WRITTEN PROBLEM:
Starting at the first line of the items and ending at the line that contains "[1046,215,1186,517]", rewrite those lines as a Markdown table with the columns No. and Text. Number each row and leave out blank lines.

** begin MATERIAL **

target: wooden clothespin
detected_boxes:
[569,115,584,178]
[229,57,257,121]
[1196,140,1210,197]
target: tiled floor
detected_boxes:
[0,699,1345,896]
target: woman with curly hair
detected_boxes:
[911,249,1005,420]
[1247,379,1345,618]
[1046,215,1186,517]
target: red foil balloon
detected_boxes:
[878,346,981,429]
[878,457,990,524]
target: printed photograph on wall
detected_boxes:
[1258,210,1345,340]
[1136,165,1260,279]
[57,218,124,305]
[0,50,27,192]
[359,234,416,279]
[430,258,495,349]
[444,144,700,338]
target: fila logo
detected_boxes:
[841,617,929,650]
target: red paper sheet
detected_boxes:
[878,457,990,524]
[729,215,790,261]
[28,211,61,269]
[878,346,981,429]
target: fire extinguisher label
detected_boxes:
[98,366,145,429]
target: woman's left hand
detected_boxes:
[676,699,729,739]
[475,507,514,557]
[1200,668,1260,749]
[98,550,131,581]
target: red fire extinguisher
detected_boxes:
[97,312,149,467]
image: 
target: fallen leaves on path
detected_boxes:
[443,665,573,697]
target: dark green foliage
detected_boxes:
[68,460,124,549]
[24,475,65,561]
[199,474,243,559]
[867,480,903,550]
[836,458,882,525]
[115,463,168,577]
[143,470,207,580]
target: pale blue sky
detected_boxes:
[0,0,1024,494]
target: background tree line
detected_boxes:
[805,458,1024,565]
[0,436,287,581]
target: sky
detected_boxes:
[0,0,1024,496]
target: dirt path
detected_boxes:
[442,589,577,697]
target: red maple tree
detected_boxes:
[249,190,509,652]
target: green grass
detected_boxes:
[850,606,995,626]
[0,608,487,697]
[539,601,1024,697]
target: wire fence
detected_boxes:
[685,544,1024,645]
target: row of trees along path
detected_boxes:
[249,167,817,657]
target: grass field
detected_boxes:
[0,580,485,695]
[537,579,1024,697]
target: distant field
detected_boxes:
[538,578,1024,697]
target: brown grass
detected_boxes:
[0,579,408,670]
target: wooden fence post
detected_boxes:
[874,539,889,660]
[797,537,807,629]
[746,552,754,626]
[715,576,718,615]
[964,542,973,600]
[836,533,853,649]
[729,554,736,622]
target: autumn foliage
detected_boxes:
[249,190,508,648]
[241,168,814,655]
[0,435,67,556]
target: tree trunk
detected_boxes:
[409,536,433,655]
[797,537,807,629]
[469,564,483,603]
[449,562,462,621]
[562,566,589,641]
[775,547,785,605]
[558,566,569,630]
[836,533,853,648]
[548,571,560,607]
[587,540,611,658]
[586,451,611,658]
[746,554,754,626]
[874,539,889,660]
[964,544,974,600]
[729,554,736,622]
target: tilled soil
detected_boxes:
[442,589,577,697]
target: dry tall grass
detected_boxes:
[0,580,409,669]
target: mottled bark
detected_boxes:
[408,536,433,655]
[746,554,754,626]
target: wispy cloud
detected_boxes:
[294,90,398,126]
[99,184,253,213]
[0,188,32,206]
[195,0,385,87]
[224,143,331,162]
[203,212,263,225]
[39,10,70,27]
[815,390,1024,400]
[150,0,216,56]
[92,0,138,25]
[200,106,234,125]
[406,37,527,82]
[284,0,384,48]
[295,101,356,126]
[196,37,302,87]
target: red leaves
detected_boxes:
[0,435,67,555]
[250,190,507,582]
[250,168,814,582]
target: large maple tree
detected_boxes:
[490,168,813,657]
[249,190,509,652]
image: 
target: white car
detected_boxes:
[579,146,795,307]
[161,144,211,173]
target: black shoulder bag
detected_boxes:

** end MATERIAL **

REPLY:
| No. | Text |
|---|---|
| 1 | target: wooden clothespin |
| 2 | detected_boxes: |
| 3 | [569,115,584,178] |
| 4 | [229,57,257,121] |
| 5 | [1196,140,1210,197] |
| 6 | target: tiled floor |
| 7 | detected_boxes: |
| 8 | [0,699,1345,896] |
| 9 | target: woman with curly hair |
| 10 | detected_boxes: |
| 11 | [911,249,1005,420] |
| 12 | [1247,379,1345,618] |
| 13 | [1046,215,1186,517] |